Stored data:
------------------------------------------------------------
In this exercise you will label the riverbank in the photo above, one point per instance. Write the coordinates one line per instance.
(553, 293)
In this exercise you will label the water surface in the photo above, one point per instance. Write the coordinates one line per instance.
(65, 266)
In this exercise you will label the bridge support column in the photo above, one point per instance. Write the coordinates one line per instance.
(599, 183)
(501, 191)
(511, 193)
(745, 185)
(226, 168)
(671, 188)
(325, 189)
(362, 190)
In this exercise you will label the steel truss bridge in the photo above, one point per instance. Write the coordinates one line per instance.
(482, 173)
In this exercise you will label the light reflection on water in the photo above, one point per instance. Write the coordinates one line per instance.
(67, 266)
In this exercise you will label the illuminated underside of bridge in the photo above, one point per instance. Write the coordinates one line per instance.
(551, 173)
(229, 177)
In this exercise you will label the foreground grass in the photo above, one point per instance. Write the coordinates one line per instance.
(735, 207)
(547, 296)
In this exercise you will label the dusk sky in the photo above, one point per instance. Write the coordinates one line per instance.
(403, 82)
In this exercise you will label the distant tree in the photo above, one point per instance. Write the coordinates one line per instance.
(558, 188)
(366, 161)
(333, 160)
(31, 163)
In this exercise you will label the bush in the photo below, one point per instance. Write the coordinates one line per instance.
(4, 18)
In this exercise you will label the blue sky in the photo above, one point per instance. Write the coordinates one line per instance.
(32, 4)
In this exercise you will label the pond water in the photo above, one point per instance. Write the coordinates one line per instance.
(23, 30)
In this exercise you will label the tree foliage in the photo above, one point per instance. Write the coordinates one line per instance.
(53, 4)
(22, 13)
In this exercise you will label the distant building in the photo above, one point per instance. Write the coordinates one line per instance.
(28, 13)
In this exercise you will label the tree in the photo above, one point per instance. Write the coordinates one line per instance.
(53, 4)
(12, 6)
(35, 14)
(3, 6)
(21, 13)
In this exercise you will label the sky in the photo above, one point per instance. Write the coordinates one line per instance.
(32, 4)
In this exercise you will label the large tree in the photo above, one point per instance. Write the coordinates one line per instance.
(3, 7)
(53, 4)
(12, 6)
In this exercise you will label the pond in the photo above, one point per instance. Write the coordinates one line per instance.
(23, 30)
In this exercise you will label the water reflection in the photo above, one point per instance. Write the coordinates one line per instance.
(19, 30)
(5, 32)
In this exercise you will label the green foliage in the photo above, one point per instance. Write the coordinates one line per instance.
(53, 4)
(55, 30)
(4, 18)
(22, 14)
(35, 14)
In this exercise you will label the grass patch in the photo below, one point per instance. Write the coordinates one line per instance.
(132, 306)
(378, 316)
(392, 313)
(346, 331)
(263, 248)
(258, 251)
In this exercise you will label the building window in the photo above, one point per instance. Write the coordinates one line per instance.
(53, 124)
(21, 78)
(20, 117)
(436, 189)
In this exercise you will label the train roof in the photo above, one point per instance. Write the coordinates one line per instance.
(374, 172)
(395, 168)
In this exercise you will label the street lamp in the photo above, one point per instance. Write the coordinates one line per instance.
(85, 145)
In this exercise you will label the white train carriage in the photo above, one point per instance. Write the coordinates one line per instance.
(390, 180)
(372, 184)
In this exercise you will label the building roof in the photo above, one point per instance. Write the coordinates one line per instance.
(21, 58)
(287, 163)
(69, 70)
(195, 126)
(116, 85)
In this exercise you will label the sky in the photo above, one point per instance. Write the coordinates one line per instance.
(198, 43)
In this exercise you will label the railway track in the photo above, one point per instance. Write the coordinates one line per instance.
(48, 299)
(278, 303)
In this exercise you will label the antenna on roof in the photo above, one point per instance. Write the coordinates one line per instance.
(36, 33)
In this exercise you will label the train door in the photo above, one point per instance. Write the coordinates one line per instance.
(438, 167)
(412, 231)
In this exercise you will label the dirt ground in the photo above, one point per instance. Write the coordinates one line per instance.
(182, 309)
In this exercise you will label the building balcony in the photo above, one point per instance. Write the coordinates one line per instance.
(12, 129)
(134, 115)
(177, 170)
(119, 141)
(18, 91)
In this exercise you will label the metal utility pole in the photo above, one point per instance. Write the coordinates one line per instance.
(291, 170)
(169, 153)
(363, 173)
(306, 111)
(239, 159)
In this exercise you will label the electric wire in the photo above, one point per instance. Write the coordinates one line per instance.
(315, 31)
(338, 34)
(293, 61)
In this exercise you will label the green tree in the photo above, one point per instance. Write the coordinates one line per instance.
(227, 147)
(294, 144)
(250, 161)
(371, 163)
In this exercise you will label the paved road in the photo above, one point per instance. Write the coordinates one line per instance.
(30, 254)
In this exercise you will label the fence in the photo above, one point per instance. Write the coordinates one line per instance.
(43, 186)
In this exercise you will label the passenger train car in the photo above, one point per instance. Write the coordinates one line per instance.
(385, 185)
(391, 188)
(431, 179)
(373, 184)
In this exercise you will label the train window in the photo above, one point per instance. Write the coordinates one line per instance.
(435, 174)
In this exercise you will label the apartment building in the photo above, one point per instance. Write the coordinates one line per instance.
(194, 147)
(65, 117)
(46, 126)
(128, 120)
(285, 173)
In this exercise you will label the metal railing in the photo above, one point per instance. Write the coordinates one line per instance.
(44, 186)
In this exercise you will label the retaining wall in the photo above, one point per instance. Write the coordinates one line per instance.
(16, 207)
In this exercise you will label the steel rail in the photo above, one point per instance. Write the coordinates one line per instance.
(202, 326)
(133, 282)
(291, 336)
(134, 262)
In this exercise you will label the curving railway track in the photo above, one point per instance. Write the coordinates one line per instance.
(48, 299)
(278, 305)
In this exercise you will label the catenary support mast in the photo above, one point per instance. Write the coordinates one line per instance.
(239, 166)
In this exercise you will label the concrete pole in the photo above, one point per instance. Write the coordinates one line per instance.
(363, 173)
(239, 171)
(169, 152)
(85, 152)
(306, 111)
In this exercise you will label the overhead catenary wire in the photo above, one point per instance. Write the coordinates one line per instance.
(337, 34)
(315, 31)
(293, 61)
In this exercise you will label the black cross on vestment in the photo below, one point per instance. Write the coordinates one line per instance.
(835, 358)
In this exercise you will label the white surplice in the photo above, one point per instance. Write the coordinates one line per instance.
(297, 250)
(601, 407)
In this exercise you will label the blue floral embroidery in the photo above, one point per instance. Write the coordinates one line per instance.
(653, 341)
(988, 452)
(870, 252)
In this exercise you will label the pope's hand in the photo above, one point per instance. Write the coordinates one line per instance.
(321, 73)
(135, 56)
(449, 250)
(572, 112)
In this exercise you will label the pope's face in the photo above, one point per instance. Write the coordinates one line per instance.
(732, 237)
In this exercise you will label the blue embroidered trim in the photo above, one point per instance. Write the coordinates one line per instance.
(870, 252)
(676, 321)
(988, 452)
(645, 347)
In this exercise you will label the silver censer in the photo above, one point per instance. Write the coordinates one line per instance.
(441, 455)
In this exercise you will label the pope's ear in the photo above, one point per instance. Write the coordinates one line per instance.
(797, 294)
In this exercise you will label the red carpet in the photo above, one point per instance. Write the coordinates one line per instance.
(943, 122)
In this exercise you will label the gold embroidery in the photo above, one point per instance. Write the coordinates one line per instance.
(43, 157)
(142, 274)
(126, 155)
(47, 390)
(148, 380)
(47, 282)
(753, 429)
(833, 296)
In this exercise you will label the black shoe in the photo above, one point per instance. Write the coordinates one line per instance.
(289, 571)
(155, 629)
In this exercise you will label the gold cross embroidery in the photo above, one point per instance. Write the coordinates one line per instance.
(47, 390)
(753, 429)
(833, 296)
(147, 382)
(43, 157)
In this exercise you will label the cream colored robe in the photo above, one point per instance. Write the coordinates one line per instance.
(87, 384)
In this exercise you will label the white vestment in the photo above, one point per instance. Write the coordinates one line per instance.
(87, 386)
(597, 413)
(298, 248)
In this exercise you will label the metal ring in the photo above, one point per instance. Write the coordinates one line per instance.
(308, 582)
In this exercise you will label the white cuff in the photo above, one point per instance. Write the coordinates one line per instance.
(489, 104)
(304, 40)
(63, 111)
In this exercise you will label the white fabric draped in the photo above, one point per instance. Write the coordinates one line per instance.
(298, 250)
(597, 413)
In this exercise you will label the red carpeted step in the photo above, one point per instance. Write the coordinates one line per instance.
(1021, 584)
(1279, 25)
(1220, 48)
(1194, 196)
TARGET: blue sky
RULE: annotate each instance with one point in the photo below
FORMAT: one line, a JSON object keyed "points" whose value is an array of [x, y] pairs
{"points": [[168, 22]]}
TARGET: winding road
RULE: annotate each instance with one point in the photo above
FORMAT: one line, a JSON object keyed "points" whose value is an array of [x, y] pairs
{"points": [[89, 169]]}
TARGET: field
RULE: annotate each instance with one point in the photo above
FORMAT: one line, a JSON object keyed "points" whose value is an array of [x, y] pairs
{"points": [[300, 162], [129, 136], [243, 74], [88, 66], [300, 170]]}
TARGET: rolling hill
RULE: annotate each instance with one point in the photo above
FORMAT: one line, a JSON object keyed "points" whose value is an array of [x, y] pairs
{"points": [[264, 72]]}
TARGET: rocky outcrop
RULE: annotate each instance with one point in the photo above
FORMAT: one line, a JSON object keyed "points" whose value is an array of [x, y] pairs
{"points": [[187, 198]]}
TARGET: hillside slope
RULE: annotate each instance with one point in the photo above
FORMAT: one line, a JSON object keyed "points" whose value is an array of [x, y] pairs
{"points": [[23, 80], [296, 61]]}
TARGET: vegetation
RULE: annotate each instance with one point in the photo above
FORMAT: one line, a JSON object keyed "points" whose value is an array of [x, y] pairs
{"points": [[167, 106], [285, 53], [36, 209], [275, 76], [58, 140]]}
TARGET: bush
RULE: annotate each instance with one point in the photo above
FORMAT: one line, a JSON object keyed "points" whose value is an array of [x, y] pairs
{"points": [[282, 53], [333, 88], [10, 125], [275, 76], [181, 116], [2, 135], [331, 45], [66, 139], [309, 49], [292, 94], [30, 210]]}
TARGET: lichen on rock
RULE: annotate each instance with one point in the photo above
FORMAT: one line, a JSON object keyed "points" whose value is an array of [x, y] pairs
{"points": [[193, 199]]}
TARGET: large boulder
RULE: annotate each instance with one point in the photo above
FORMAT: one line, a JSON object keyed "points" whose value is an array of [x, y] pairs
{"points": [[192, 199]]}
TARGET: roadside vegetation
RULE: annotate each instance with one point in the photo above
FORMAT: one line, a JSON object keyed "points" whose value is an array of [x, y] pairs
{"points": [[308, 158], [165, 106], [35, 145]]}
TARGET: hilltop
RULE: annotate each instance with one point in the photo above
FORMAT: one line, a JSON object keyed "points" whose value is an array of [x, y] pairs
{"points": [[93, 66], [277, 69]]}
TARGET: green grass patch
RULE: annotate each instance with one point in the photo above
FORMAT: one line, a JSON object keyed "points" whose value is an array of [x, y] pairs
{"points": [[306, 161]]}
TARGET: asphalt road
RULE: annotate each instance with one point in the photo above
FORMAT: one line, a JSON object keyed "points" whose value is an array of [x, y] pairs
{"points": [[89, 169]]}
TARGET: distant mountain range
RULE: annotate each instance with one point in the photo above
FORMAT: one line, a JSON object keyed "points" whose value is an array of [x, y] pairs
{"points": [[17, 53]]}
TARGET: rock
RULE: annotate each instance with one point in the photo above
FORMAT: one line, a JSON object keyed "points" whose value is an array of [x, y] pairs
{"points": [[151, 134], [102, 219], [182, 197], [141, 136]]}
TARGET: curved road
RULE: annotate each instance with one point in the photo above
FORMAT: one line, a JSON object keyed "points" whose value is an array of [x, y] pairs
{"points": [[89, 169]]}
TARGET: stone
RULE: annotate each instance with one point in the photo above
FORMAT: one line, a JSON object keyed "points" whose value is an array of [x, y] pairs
------------------------------------------------------------
- What you are asked to do
Please show every line above that includes the word "vegetation".

- Solution for this problem
TARGET: vegetation
TARGET: roadside vegetation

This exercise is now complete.